§ TESTO SELEZIONATO:

:::

Il gruppo è rimasto in attività per decenni, praticamente fino all’inizio degli anni 10. E’ stata una band di successo oggetto , ovviamente, anche di critiche da parte dei “puristi” del jazz che, di fronte ad alcune scelte musicali, e ad alcuni brani in particolare, hanno spesso “storto il naso”. Soprattutto quando il gruppo ha prodotto composizioni ritenute troppo commerciali le perplessità da parte di certa critica, sono state abbastanza evidenti.

Un esempio tipico al riguardo , si intitola “Last Train Home” ed è un brano tratto dal loro album del 1993 “Still Life Talking”. Immagino che alcuni di voi l’avranno già sentito

Last Train Home

È importante sottolineare nuovamente come il Pat Metheny Group sia una band coesa e non un insieme di solisti.

È un concetto che Pat Metheny ha chiarito molte volte:

I ragazzi del jazz spesso salgono su un  palco e iniziano a suonare  un brano standard tipo Stella by Starlight o qualcosa del genere. Una delle cose che ci ha reso unici è che noi  abbiamo sempre pensato molto alla presentazione della band”.

Un esempio dei questo è dato dal fatto che spesso l’atmosfera dei concerti veniva preparata diffondendo, prima dell’esibizione, musica registrata, come accade tipicamente nei concerti rock.

Questa coesione si riverbera, evidentemente, anche sul suono del gruppo, inconfondibile in tutti i loro album.

All’inizio degli anni 80 Metheny e Mays decidono di produrre un album da soli con l’unico supporto, in alcuni brani, di un percussionista. Il titolo di questo disco è in pratica uno scioglilingua :” As Falls Wichita, So Falls Wichita Falls”.

Questo titolo è stato ideato giocando sulle parole Wichita che è una città del Kansas, Wichita Falls,  comune del Texas, il termine Falls che significa cascate e il verbo To Fall che significa cadere.

Il titolo è stato suggerito ai due da un vecchio collaboratore di Metheny  dei tempi del gruppo di Gary Burton, il bassista Steve Swallow. Dopo aver ascoltato il disco Swallow ha affermato che era adatto ad una musica con così tante sfaccettature e significati diversi.

Steve Swallow

Lo stesso Metheny ha chiarito  l’intenzione alla base della realizzazione di questo album:

Volevamo fare un disco che dimostrasse che il pensiero improvvisato poteva essere applicato a qualcosa di più di semplici assoli sugli accordi. Che si poteva improvvisare sulla forma stessa, o sull’ orchestrazione. Perché l’improvvisazione è molto più versatile di quanto di solito si possa pensare”.

:::

§ CONSEGNA 1:
Ripeti parola per parola la parte del testo sul Pat Metheny Group che va da "Il titolo è" fino a "e significati diversi." incluso.
§ CONSEGNA 2:
Prosegui il testo sul Pat Metheny Group a partire dalla sua ultima frase.

§ DATI MOSTRATI:
:::

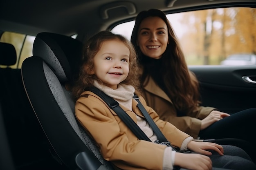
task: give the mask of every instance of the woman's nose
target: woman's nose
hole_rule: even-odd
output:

:::

§ RISPOSTA 1:
Il titolo è stato suggerito ai due da un vecchio collaboratore di Metheny  dei tempi del gruppo di Gary Burton, il bassista Steve Swallow. Dopo aver ascoltato il disco Swallow ha affermato che era adatto ad una musica con così tante sfaccettature e significati diversi.

§ RISPOSTA 2:
Uno dei momenti più intensi di questo album così particolare è un brano intitolato “September Fifteenth”.

E’ composto da entrambi ed è dedicato ad un loro idolo, il pianista Bill Evans, morto l’anno prima, nel 1980, proprio il 15 settembre.

Sono molte le cose importanti da rilevare.

La prima riguarda la scelta della sonorità. Abbiamo infatti da una parte il suono di una chitarra non solo acustica, ma addirittura classica, e dall’altra sonorità di sintetizzatori, un pianoforte acustico e anche un suono di pianoforte miscelato con quello di alcune tastiere, com’è tipico della ricerca sonora di Lyle Mays. Una commistione tra acustico ed elettronico realmente interessante.

Altro elemento da rimarcare è il fatto che in questo brano assistiamo ad un’unione tra parti orchestrate, momenti composti e sezioni improvvisate, realmente particolare. A volte la fusione è così ben riuscita da rendere difficile la distinzione tra le varie suggestioni sonore.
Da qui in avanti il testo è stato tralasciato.